### What you have to do
Format the records below as a Markdown table with two columns, Row and Line. Put each line in its own numbered row and leave out any blank lines.

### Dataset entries
◆ ◆ ◆ ◆ ◆ ◆ ◆

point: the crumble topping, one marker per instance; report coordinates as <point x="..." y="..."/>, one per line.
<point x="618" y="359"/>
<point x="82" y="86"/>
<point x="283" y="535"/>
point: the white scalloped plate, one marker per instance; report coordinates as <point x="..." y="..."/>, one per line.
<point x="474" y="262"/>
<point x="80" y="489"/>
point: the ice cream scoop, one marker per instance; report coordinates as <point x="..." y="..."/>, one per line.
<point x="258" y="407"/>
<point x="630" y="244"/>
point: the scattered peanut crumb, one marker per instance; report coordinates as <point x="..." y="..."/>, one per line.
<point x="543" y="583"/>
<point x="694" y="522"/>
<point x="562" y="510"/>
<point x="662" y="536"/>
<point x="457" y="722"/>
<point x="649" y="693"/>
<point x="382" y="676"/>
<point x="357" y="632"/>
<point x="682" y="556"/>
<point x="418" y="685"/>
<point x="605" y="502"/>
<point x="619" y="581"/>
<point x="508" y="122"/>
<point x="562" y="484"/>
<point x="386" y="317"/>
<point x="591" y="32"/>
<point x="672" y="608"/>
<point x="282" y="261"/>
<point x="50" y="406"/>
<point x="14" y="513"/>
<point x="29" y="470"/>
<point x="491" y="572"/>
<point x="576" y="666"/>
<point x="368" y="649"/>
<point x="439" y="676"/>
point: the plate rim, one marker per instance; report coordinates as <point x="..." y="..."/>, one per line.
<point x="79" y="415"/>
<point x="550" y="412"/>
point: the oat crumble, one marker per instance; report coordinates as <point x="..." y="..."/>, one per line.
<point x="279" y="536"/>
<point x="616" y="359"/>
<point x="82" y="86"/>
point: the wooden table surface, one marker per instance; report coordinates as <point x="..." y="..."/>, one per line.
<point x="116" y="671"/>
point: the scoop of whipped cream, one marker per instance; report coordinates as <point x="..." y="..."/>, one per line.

◆ ◆ ◆ ◆ ◆ ◆ ◆

### Correct result
| Row | Line |
|---|---|
| 1 | point: the crumble topping, one marker per instance; report coordinates as <point x="..." y="..."/>, one per line. |
| 2 | <point x="618" y="359"/> |
| 3 | <point x="82" y="86"/> |
| 4 | <point x="283" y="535"/> |
| 5 | point: the white scalloped plate, one marker per instance; report coordinates as <point x="..." y="..."/>, one per line. |
| 6 | <point x="474" y="262"/> |
| 7 | <point x="80" y="489"/> |
| 8 | point: the ice cream scoop, one marker per instance; report coordinates as <point x="..." y="..."/>, one per line. |
| 9 | <point x="258" y="407"/> |
| 10 | <point x="630" y="244"/> |
| 11 | point: the scattered peanut crumb, one marker per instance; report coordinates as <point x="..." y="..."/>, one per line. |
| 12 | <point x="543" y="583"/> |
| 13 | <point x="694" y="522"/> |
| 14 | <point x="562" y="510"/> |
| 15 | <point x="662" y="536"/> |
| 16 | <point x="457" y="722"/> |
| 17 | <point x="649" y="693"/> |
| 18 | <point x="382" y="676"/> |
| 19 | <point x="357" y="632"/> |
| 20 | <point x="682" y="556"/> |
| 21 | <point x="418" y="685"/> |
| 22 | <point x="605" y="502"/> |
| 23 | <point x="619" y="581"/> |
| 24 | <point x="508" y="122"/> |
| 25 | <point x="562" y="484"/> |
| 26 | <point x="386" y="317"/> |
| 27 | <point x="591" y="32"/> |
| 28 | <point x="672" y="608"/> |
| 29 | <point x="282" y="261"/> |
| 30 | <point x="50" y="406"/> |
| 31 | <point x="14" y="513"/> |
| 32 | <point x="29" y="470"/> |
| 33 | <point x="491" y="572"/> |
| 34 | <point x="576" y="666"/> |
| 35 | <point x="368" y="649"/> |
| 36 | <point x="439" y="676"/> |
| 37 | point: the plate rim, one marker per instance; report coordinates as <point x="..." y="..."/>, one per line. |
| 38 | <point x="79" y="415"/> |
| 39 | <point x="550" y="412"/> |
| 40 | point: the oat crumble, one marker per instance; report coordinates as <point x="..." y="..."/>, one per line. |
| 41 | <point x="279" y="536"/> |
| 42 | <point x="616" y="359"/> |
| 43 | <point x="82" y="86"/> |
| 44 | point: the wooden table surface, one marker per instance; report coordinates as <point x="..." y="..."/>, one per line. |
| 45 | <point x="116" y="671"/> |
| 46 | point: the scoop of whipped cream, one marker per instance; report coordinates as <point x="..." y="..."/>, one per line. |